> **Given instruction**:
Pull out every line in the entries below that contains the word "black". Case matters.

┌──

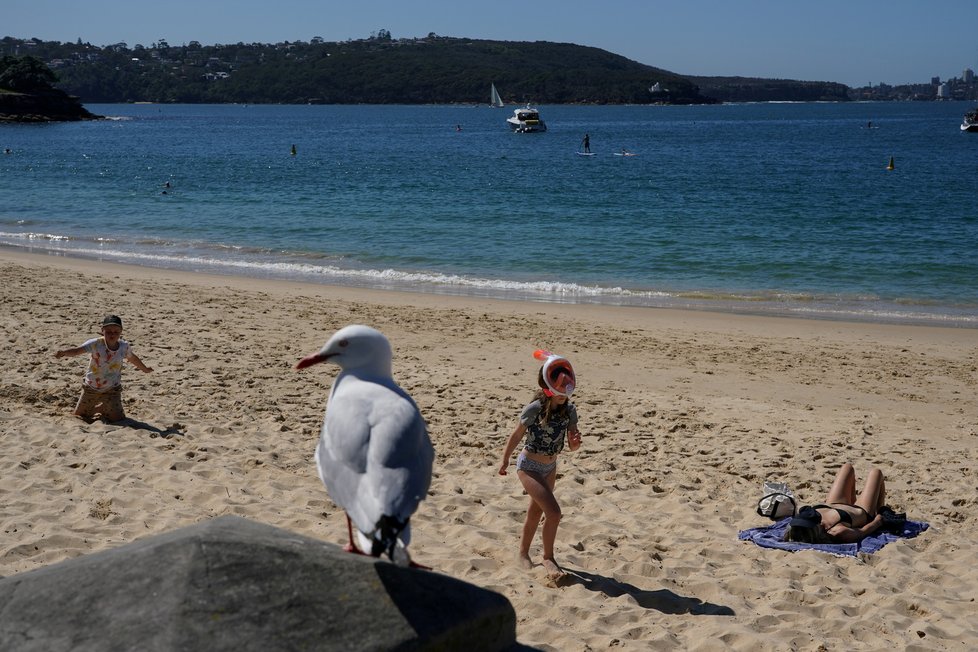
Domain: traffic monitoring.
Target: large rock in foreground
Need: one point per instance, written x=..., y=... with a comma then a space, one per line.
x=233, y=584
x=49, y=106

└──
┌──

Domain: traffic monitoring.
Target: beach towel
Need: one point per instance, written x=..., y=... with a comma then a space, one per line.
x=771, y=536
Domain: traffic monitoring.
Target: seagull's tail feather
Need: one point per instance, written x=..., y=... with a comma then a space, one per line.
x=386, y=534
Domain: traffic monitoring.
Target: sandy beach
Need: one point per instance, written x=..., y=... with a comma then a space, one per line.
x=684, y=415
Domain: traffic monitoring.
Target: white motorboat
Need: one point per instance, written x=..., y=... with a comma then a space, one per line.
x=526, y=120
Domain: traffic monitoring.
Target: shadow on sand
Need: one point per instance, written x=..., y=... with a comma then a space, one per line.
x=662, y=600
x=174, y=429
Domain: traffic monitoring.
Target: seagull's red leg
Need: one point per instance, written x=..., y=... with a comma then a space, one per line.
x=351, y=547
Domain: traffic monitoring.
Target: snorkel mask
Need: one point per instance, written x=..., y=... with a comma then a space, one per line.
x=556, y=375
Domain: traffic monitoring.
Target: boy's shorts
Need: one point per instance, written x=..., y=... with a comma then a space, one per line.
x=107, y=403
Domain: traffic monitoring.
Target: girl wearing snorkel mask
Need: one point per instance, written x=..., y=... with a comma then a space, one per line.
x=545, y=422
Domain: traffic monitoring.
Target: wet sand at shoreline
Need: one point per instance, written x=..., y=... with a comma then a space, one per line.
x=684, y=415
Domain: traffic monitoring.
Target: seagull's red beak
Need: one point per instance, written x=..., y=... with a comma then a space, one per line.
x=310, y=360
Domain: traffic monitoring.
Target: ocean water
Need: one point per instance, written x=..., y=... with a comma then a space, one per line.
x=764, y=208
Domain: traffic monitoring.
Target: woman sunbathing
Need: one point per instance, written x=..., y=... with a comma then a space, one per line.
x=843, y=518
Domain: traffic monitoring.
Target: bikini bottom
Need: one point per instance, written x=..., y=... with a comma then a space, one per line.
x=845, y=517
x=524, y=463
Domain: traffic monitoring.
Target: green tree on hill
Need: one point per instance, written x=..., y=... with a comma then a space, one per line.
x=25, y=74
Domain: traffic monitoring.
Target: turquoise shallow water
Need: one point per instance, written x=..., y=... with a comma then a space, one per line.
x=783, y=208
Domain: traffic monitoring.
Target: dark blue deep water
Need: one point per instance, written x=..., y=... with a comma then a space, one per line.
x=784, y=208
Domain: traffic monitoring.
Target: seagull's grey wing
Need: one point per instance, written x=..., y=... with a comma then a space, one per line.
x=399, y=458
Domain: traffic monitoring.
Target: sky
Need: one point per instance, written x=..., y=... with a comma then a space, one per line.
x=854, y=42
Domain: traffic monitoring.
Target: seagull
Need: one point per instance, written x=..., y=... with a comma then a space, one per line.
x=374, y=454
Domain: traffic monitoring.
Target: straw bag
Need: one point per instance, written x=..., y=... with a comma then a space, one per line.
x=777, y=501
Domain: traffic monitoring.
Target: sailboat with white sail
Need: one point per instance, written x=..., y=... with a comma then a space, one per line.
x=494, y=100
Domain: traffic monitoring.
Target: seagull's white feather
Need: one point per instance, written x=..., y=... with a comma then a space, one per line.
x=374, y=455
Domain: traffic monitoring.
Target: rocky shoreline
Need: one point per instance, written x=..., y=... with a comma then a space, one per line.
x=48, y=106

└──
┌──

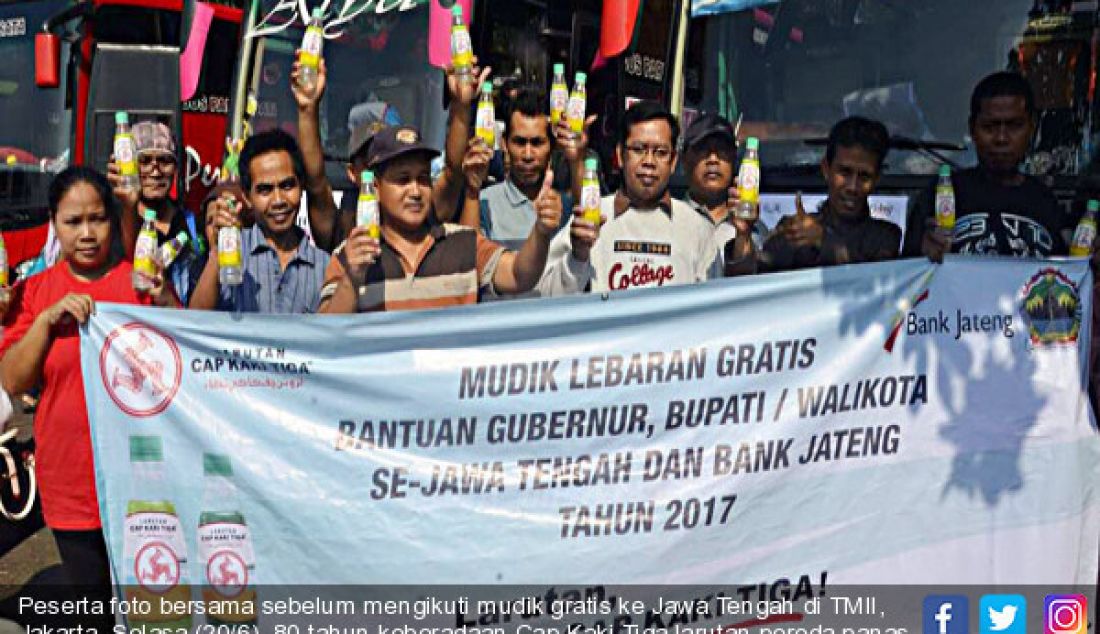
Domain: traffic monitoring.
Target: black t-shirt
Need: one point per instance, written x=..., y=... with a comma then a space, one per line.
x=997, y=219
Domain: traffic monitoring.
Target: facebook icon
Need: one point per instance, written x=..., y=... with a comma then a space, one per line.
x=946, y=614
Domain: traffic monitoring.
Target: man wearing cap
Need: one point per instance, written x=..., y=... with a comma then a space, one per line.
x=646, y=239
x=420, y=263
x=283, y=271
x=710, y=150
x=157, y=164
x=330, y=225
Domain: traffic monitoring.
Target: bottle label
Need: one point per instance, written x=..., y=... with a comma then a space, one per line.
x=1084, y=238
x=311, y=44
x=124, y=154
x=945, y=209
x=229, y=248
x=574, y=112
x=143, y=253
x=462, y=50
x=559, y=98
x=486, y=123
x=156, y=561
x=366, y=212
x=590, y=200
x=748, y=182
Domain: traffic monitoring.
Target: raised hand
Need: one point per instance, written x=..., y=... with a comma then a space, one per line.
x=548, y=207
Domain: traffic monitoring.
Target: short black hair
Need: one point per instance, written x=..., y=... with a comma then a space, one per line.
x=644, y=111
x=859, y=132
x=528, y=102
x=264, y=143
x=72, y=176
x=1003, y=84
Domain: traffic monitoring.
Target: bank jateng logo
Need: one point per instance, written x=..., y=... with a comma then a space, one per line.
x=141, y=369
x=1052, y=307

└──

> **Answer**:
Target: black t-shirt
Target: short black hair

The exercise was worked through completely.